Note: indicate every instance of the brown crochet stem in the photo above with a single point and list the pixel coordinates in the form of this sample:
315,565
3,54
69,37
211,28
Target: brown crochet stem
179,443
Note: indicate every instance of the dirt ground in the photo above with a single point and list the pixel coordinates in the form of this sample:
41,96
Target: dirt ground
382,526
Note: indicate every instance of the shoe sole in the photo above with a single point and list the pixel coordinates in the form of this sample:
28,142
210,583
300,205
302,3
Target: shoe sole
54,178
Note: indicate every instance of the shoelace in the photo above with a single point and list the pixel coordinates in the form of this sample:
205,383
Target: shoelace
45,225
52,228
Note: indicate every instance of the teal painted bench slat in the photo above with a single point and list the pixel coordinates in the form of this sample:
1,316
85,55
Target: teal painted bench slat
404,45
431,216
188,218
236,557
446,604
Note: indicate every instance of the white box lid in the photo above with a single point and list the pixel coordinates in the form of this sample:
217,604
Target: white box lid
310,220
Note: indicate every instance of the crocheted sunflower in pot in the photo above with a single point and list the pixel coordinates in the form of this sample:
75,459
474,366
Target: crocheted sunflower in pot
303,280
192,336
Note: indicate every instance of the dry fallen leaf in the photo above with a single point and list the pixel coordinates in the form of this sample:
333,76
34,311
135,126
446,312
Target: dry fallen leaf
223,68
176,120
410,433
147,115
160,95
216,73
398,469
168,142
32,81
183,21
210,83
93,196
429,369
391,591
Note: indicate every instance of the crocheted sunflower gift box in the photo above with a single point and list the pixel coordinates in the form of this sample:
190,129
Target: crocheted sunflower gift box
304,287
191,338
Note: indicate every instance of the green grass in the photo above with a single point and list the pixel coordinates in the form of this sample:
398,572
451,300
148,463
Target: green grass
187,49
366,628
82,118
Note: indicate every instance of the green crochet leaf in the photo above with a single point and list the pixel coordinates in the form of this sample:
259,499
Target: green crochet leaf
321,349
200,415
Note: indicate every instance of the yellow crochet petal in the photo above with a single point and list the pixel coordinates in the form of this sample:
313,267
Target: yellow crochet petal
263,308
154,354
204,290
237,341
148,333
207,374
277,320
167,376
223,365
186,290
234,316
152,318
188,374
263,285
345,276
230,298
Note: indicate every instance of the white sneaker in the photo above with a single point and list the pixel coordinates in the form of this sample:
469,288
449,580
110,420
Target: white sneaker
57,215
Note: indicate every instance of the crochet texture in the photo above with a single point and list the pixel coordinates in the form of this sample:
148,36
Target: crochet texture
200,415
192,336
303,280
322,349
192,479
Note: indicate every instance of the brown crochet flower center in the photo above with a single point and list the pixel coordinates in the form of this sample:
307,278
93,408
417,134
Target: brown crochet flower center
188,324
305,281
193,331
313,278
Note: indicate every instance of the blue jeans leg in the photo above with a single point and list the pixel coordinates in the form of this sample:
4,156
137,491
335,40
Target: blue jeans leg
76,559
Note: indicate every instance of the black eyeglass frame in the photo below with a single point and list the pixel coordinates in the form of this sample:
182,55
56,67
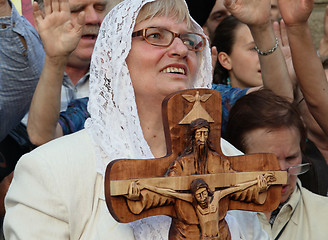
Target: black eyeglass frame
304,167
142,33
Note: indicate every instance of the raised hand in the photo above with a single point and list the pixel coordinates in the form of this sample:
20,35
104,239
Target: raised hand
251,12
295,12
59,34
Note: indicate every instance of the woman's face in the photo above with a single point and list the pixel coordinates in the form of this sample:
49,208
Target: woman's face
158,71
285,144
244,61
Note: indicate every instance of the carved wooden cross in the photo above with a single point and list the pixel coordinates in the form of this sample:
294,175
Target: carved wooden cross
155,175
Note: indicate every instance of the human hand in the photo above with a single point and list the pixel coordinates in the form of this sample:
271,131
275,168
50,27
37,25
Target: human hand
214,55
59,34
295,12
250,12
281,33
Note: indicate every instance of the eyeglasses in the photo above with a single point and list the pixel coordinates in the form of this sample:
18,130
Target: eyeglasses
162,37
299,169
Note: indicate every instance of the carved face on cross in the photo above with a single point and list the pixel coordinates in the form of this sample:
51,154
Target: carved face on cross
201,196
201,136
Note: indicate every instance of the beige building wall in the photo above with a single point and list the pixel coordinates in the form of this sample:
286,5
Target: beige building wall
316,21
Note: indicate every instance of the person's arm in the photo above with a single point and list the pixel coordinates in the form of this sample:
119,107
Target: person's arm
60,37
256,14
21,61
310,73
323,47
5,9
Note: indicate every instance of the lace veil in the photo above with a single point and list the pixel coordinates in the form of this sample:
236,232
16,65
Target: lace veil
114,124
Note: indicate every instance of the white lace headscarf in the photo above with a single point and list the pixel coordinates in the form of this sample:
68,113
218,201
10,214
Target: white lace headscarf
114,124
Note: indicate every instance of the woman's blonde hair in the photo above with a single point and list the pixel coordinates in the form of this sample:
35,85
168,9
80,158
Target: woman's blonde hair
173,8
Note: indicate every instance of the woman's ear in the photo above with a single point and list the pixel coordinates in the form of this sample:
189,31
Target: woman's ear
225,60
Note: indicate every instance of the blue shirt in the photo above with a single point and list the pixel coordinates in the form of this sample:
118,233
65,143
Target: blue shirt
229,96
20,69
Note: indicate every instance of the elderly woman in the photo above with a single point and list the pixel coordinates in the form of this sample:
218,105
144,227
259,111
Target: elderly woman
145,50
263,122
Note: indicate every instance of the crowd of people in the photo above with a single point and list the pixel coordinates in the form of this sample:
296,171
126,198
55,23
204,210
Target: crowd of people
97,72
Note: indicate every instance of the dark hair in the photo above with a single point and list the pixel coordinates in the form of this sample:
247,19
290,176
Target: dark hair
262,109
224,39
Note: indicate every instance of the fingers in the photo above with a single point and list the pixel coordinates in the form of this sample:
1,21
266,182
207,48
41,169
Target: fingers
325,23
276,30
55,6
37,14
214,55
47,7
80,21
64,6
283,32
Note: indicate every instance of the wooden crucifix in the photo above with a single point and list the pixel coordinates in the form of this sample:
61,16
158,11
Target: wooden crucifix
195,183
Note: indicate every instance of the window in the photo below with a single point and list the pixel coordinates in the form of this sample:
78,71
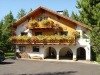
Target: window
63,32
23,34
55,33
35,48
38,33
40,19
22,48
46,17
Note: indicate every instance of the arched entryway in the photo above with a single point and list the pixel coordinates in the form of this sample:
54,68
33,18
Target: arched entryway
66,53
50,53
81,53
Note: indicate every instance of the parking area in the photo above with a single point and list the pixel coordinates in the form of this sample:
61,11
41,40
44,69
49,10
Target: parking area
35,67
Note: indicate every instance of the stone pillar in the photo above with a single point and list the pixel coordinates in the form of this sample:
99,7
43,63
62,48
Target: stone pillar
57,56
74,55
88,53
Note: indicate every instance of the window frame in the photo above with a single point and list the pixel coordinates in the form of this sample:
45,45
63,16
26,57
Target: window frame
38,33
35,49
22,48
24,33
63,33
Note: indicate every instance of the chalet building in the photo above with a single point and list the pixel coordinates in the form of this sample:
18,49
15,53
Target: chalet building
46,34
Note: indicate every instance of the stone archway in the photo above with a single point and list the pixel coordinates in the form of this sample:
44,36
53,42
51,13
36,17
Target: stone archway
50,53
66,53
81,53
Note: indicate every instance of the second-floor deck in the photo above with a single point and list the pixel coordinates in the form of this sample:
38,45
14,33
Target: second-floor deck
44,39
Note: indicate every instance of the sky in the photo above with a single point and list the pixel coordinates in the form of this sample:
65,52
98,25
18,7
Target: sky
15,5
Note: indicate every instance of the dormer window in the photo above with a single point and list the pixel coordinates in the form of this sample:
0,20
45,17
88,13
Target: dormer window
23,33
63,32
39,18
38,33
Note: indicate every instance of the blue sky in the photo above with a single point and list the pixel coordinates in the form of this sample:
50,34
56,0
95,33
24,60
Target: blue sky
15,5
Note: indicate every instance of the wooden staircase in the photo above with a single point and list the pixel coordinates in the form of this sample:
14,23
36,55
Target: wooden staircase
24,55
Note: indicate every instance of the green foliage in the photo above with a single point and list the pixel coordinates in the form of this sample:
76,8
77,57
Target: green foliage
21,13
90,14
5,32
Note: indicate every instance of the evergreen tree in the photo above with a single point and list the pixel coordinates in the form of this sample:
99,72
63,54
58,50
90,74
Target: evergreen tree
65,13
74,16
90,14
30,9
21,13
5,32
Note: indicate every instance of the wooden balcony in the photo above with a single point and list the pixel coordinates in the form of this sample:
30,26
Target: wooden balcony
44,40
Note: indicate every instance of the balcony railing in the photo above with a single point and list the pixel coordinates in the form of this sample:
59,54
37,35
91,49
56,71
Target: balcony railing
43,39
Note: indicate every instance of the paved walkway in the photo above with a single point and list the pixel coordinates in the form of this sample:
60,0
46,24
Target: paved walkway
47,67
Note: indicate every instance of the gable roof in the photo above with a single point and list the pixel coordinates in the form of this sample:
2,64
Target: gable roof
24,18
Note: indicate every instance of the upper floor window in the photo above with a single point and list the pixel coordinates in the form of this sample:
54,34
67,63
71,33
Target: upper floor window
35,48
39,18
22,48
23,34
38,33
63,32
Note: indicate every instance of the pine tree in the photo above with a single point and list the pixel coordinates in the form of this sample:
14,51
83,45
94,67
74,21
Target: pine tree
5,32
21,13
74,16
90,14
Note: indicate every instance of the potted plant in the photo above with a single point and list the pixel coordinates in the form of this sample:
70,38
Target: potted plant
13,39
33,23
46,23
76,34
71,39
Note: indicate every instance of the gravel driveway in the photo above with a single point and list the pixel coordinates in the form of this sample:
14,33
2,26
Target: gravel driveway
34,67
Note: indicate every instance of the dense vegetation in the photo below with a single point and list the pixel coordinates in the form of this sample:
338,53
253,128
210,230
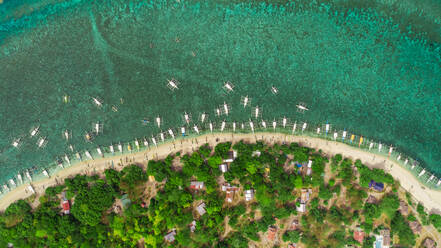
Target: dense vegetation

────────────────────────────────────────

Each line from the one containing "Note: indicate every instance of the wooden balcony" through the last line of the listing is to be given again exactly, with no pictures and no other lines.

Note: indicate every instance of the wooden balcony in the photo above with a single point and list the pixel coordinates in the form of this sample:
30,26
Target: wooden balcony
44,40
Note: indicate every instance of the balcony railing in the photo above with a single point and list the pixel coordinates in the form of this sample:
59,54
37,35
91,49
56,71
Target: balcony railing
43,39
Note: indicate every instance of the paved walkway in the photo above with a single point and list the pixel coordinates in the form of this sample:
60,0
46,24
Target: paved walkway
47,67
Note: indicate every instance of the gable roof in the photo above with a single point and list the pixel coordinates in the form of this sample:
2,64
Target: gable roof
24,18
Note: indicate every instance of the upper floor window in the photo above with a single point and list the pixel coordinates in the form of this sample:
54,34
67,63
71,33
Target: upper floor window
35,48
39,18
22,48
23,34
38,33
63,32
Note: indicate every instance of the pine tree in the photo above with a single point and list the pixel coordinates in the form of this sample:
14,51
83,45
94,67
74,21
Target: pine tree
5,32
21,13
74,16
90,14
Note: indicate every instance of the potted plant in the photo above with a single point and list the pixel coordinates in the form of this sample:
70,38
Target: potted plant
13,39
33,23
46,23
76,34
71,39
Note: indicate every instance of the gravel driveway in the photo above with a single point and list the pixel coordinates in the form of this sample:
14,33
2,26
Target: gravel driveway
34,67
Note: indicate every instance of the dense vegetation in the photo below with a single point and list the pixel coordinates in the form of this sample:
338,53
253,128
210,230
Target: dense vegetation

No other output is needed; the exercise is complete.